Passage shown: Begin
Melissa Parker has written a personal, introspective article on how social media and Covid-19 messaging have changed the way disabled people are treated, in light of the CDC's recent comments.


Trigger Warning: ableism, Covid, death.


a black and white line drawing of a person holding a phone. A hazy shadow projects from the phone to their face.

(Photo by visuals on Unsplash)


[Image: a black and white line drawing of a person holding a phone. A hazy shadow projects from the phone to their face.]


by Melissa Parker.


It’s often said that social media isn’t the real world.


This belief, I think, is too simplistic. The line between what occurs online, and in-person is beginning to seep and bleed. When disabled people enter this sphere of otherness, we’re told not to take it to personally, because it’s not real, even as it couldn’t be more personal. We are told in both worlds that our lives have less value, matter less, and we’re dehumanised – both by the tangible and the intangible. COVID-19 has unearthed this ableism more fully, making it impossible to ignore. As we contemplate a return to ‘normality,’ irredeemable damage has been done. As Malcolm Gaskill noted about the power of social media, “the media may be new, but the punitive messages and appetites remain the same. Today’s tech simply provides new outlets for the worst behaviour.”
Passage shown: End
Entries shown: Begin
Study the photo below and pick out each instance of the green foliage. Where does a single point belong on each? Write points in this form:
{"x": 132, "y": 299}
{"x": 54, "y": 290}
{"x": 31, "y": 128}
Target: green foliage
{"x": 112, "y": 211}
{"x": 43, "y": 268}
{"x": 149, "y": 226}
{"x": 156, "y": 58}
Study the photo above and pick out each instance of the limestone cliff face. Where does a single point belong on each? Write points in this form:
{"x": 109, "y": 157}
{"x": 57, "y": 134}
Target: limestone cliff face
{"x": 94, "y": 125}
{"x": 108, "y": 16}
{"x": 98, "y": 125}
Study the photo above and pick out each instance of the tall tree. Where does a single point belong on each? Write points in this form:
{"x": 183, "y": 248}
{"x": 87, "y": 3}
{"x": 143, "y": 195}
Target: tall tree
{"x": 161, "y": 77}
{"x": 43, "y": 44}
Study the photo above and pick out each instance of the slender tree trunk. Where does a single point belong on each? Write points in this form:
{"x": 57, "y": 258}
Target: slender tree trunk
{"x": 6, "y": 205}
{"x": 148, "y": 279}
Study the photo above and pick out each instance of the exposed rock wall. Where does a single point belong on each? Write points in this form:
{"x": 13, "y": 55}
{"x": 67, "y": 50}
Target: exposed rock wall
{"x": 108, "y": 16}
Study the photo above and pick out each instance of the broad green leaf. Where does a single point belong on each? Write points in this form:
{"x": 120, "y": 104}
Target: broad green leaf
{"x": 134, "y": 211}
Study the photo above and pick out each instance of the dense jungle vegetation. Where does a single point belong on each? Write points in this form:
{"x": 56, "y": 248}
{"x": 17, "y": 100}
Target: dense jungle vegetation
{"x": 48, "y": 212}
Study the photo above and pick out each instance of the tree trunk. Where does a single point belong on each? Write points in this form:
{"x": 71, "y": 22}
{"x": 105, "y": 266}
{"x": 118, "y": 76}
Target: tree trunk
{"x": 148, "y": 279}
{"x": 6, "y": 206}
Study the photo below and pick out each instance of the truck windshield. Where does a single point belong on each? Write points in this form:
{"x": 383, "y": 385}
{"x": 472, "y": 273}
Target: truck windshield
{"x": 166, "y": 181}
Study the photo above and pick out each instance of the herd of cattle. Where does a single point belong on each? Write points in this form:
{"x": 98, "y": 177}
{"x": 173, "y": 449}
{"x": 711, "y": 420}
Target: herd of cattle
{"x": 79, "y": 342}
Entries shown: End
# Questions to answer
(1) In the essay on social media, Covid-19 and disabled people, whom does the author quote on the power of social media?
(2) Carry on the essay about social media, Covid-19 messaging and the treatment of disabled people, picking up after its final sentence.

# Answers to each task
(1) Malcolm Gaskill

(2)
Those who want to return to normal at any cost make their presence felt more than anywhere on social media. It’s disconcerting and damaging to enter this world and be repeatedly told that your life is worthless, that it’s okay to discuss your hypothetical demise, that you are one of the “only” and, therefore, not worthy of consideration. The pandemic and those in power have changed the narrative. Once, there was an art, a skill, a shrewdness to ableism. Covid-19 has made it a blunt instrument to be wielded publicly.

The Director of the CDC, Rochelle Walensky, only added credence to those who see disabled people as collateral damage. And she did it on national television. By suggesting it’s “really encouraging” that the omicron variant predominantly harms disabled people as the 75% of vaccinated people who died of COVID-19 were already disabled.

Walensky has argued her comments were taken out of context and reiterated the importance of protecting disabled people. However, the damage has been done, and it’s not an isolated event. In the U.K., we face the same onslaught of messaging. From the pandemic’s start, news reports and statements from many other sources have stressed that those who died often had underlying health conditions. Then there are the opinion pieces in national newspapers with titles such as, ‘I’ve got a mild case of “omicron envy” - have you?’ The non-disabled seem to have entered a collective state of forgetfulness – whether by design or privilege.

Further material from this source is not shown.